[PASSAGE GIVEN]:
Thanks for the engagement, everyone. I'm glad there's generally some
interest in exploring this idea.

Arnav, to address your questions I'll actually address the 2nd one first as
it adds some overall context to the discussion.
2. Dataset
As you noted, the test fixture was derived from Overture Maps Foundation
GeoParquet data. It is a single file selected from the building footprints
partition. This means it represents a collection of 2D polygons and their
associated properties. The processing dropped the "GeoParquet" specific
data (key-value metadata and dedicated bbox "covering columns") and wrote a
new parquet file containing the Parquet geometry metadata. All the
processing was done using GDAL with its default settings. Due to GDAL's
overwhelming prevalence in processing spatial data we believe this is a
pretty good representation of what we expect to see in real world use
cases. The output file maintains the row ordering of the input. This is
somewhat important to note because Overture data is internally partitioned,
placing co-located geometries into the same Row Group (I believe based on
their level 3 GeoHash), however they are not "sorted" in a traditional
sense. GDAL defaults to blindly truncating Row Groups to 65536 rows. All
this is to say that while the test fixture is generally "well formed"
spatially, it doesn't represent a solution optimized for page-level pruning.

1. Storage overhead/compression ratio:
I don't have specific measurements now, but I can provide exact numbers for
this case if needed. I noted that the page statistics are "simulated"
because I don't actually have a prototype implementation to write them to
the file. This initial effort just collects the data that would exist in a
page index (covering bbox) for each page and stores it for use during a
scan. For discussion's sake, we can do some quick "napkin math" in the mean
time. The current spatial statistics bbox is 4 required doubles and 4
optional doubles. Unless I'm mistaken, this should yield 32 to 64 bytes per
page in the metadata. This test fixture has 2D polygons, so it will use the
32 byte bbox. Approximately 1,800 pages would result in 57,600 bytes. For a
file that's about 1.1GB, adding the addition of the bbox in the page
statistics would increase the file size by about 0.00005%. The "geometry"

[DIRECTIONS]:
Decide whether each statement agrees with the post on geometry page statistics. Answer yes or no for each, quoting the words from the post that settle it: (a) The processing was done with GDAL using its default settings. (b) The output file reorders the rows of the input. (c) The test fixture will use the 64-byte bbox. The records that follow come from a separate source.

[DATA ENTRIES]:
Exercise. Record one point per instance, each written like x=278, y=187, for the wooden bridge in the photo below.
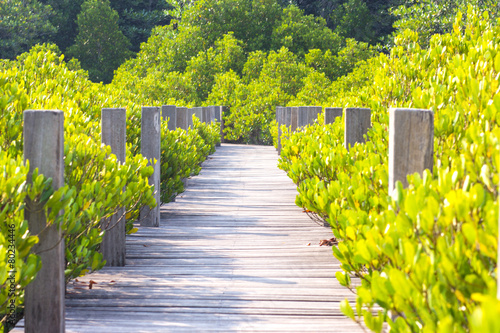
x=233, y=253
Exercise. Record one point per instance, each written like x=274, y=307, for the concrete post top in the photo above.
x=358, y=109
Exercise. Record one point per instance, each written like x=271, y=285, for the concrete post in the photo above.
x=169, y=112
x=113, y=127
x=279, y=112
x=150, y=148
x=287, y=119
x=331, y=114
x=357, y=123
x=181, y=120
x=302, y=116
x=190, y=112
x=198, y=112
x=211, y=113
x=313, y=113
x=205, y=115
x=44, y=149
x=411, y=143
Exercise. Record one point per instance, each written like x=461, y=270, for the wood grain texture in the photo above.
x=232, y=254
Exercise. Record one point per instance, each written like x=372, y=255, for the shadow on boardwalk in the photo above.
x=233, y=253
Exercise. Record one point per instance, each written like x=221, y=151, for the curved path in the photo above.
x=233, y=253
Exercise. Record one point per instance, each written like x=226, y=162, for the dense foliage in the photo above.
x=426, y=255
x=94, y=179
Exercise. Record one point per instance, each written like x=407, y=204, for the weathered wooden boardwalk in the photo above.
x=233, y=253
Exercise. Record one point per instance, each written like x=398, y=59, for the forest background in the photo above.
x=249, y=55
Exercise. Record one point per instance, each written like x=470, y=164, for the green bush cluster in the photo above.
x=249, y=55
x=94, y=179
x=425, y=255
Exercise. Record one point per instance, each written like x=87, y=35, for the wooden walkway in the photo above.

[RESPONSE TO THIS EXERCISE]:
(a) Yes: "All the processing was done using GDAL with its default settings."
(b) No: "The output file maintains the row ordering of the input."
(c) No: "This test fixture has 2D polygons, so it will use the 32 byte bbox."